[Stored data]

_ _ _ _ _

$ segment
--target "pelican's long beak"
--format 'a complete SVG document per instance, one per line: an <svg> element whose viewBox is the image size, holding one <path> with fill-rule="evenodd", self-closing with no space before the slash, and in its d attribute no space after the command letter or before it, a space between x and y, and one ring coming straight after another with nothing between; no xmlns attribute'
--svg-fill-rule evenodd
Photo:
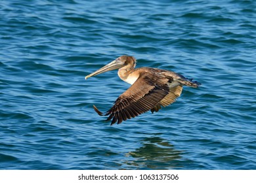
<svg viewBox="0 0 256 183"><path fill-rule="evenodd" d="M106 71L120 69L123 66L124 66L124 63L121 61L120 59L117 58L116 59L112 61L112 62L106 65L105 66L100 68L100 69L96 71L95 72L91 73L91 75L89 75L88 76L86 76L85 78L87 79L89 77L105 73Z"/></svg>

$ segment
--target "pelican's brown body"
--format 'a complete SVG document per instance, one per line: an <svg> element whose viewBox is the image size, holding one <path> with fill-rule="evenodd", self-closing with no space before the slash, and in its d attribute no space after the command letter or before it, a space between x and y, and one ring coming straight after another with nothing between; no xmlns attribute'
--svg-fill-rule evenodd
<svg viewBox="0 0 256 183"><path fill-rule="evenodd" d="M119 78L131 84L104 114L108 116L106 120L112 120L111 125L116 122L120 124L149 110L152 112L158 112L161 107L175 101L181 95L182 86L197 88L200 85L172 71L150 67L135 69L135 65L133 57L122 56L85 77L87 79L119 69ZM99 115L103 115L95 106L93 107Z"/></svg>

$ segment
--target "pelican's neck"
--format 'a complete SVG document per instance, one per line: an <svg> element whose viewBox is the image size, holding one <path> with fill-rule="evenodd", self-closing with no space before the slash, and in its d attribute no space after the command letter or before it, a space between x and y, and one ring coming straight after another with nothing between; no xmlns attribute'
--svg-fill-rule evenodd
<svg viewBox="0 0 256 183"><path fill-rule="evenodd" d="M118 70L118 76L123 81L133 84L139 78L139 73L136 72L137 69L127 71L125 69L121 68Z"/></svg>

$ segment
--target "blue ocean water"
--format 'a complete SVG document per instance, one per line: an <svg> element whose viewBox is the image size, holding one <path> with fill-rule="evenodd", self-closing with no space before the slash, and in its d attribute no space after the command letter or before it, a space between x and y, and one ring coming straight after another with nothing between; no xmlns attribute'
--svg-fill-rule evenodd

_ _ _ _ _

Format every line of the items above as a numbered list, omitting blank lines and leaving the pictures out.

**Result for this exercise**
1. $ segment
2. --target "pelican's long beak"
3. --format 'a complete SVG document per instance, one per line: an <svg> element whose viewBox is the image size, holding one <path> with fill-rule="evenodd", self-closing with no space before the slash, and in its d attribute no space after the command letter or before it, a space between x and y, and one ring coming straight after another with nothing between; no xmlns attribute'
4. --svg-fill-rule evenodd
5. Photo:
6. <svg viewBox="0 0 256 183"><path fill-rule="evenodd" d="M106 71L120 69L123 66L124 66L124 63L121 61L120 59L117 58L116 59L112 61L112 62L106 65L105 66L100 68L100 69L96 71L95 72L91 73L91 75L89 75L88 76L86 76L85 78L87 79L89 77L105 73Z"/></svg>
7. $ segment
8. --target "pelican's brown body"
9. --format 'a complete SVG document per instance, one per line: an <svg> element whose viewBox is the image size, holding one <path> with fill-rule="evenodd", self-closing with no space before the slash, and in its d attribute no space after the command letter or before it, a space between x and y, and one ring coming straight after another with nothing between; no xmlns attribute'
10. --svg-fill-rule evenodd
11. <svg viewBox="0 0 256 183"><path fill-rule="evenodd" d="M119 78L131 84L104 114L108 116L106 120L112 120L111 125L116 122L120 124L149 110L152 112L158 112L161 107L175 101L181 95L182 86L197 88L200 85L172 71L150 67L135 69L135 65L133 57L122 56L85 77L87 79L119 69ZM99 115L103 115L95 106L93 107Z"/></svg>
12. $ segment
13. --target "pelican's neck"
14. --format 'a complete SVG document per instance, one per line: an <svg> element whose viewBox is the image size, holding one <path> with fill-rule="evenodd", self-closing with no space before the slash, and in its d attribute no space after the command letter or before it, a space between x and y, and one ring coming straight after another with nothing between; no xmlns attribute'
15. --svg-fill-rule evenodd
16. <svg viewBox="0 0 256 183"><path fill-rule="evenodd" d="M118 70L118 76L123 81L133 84L139 78L139 73L136 72L137 69L127 71L125 69L121 68Z"/></svg>
17. $ segment
18. --target "blue ocean water"
19. --format 'a complete SVG document per instance, one per line: an <svg> element whose viewBox is the image size, holding one <path> with fill-rule="evenodd", self-closing with no space before the slash, and in its d attribute no space after the command letter or before it, a space between x and y, and one ring coming straight after another with nothing between; no xmlns attribute'
20. --svg-fill-rule evenodd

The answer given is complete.